_DATA RECORDS_.
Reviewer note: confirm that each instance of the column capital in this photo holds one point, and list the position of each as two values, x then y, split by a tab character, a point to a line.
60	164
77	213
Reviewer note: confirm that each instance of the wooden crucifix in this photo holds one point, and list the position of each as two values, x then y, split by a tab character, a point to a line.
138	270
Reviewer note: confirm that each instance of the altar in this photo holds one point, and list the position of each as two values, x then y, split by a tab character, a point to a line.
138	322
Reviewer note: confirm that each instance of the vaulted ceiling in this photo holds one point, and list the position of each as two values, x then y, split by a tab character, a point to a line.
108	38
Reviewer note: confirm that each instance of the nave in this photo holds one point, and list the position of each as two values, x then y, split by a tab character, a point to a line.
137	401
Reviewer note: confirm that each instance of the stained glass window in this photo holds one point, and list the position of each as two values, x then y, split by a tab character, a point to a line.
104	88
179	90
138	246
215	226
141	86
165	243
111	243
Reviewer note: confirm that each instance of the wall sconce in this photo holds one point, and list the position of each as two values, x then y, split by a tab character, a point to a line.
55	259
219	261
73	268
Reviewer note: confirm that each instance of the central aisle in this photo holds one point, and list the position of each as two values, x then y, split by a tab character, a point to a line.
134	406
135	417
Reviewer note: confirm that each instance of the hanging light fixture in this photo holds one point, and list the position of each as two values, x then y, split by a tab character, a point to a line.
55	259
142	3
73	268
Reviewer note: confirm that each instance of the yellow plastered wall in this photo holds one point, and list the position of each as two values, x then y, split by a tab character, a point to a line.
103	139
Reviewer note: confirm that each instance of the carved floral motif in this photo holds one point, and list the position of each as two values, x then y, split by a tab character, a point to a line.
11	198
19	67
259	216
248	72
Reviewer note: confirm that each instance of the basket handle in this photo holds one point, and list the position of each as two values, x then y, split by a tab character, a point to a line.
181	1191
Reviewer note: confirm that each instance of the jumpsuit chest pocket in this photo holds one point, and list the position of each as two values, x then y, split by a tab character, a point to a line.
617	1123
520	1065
==
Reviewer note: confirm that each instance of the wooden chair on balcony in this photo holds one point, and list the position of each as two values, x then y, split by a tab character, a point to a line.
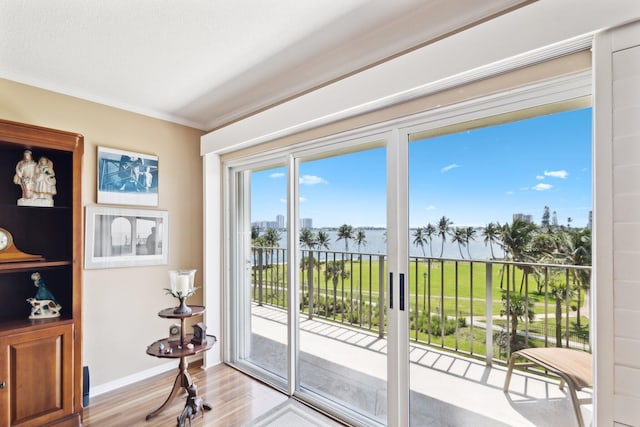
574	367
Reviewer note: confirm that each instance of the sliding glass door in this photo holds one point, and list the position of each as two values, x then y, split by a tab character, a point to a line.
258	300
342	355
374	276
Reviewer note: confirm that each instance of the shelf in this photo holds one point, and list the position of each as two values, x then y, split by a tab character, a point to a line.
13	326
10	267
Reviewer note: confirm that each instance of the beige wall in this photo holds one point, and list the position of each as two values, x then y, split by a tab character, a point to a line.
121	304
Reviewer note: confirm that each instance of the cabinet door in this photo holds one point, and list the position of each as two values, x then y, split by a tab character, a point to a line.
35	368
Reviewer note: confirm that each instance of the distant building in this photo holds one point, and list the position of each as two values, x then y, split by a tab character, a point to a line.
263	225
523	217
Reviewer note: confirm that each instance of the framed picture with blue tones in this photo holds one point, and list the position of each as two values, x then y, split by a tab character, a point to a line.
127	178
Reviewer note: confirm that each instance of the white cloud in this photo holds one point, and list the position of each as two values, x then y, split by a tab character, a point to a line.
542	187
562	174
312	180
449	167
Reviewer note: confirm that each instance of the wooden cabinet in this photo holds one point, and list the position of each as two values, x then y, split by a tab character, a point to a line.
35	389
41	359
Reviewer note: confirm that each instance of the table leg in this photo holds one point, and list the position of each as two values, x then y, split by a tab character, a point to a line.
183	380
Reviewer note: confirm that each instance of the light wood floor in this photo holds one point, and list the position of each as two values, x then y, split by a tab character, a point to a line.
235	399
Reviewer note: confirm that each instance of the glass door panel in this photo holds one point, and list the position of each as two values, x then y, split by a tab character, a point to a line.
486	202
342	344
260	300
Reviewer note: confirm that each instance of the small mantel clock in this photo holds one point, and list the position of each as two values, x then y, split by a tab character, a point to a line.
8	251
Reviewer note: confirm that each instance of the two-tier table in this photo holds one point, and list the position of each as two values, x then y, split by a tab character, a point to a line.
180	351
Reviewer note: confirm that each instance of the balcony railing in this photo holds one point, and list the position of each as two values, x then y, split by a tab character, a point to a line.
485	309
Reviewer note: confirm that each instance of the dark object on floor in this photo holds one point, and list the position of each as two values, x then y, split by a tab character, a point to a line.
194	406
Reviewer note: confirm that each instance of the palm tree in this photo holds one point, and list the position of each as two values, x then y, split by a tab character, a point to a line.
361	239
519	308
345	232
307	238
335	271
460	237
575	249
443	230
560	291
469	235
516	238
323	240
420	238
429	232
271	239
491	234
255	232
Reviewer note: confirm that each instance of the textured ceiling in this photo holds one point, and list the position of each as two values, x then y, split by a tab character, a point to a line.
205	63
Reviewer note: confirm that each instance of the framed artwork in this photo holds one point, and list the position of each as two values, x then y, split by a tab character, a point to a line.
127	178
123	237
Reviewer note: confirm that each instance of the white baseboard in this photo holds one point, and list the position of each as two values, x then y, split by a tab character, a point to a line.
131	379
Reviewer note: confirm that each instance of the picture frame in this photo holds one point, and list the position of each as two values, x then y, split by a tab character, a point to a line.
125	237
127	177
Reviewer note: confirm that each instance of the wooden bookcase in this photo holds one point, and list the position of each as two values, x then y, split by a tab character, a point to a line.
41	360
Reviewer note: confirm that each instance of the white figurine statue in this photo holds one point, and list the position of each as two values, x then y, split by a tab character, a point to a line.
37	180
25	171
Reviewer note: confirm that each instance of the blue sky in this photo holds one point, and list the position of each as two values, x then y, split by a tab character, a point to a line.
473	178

_TASK TO COMPLETE_. Pick out each line of the entries above that contains the word "white" and copy it. Case counts.

_SOLUTION FOR THIS EXERCISE_.
Reviewer note: confirm that each instance of the white cloud in this photo holds one point, and list the position of each as two values, x then y, split by a tab character, a point to a line.
Reviewer note: confirm that each instance of the white baseboard in this photo holds one point, and list the position of each as two values, x then y, split by a tab character, a point to a line.
Reviewer note: confirm that each instance of the white figurine statue in this photo holds one point, and list the position of each as two values, x then y, split by a tab character, a point to a line.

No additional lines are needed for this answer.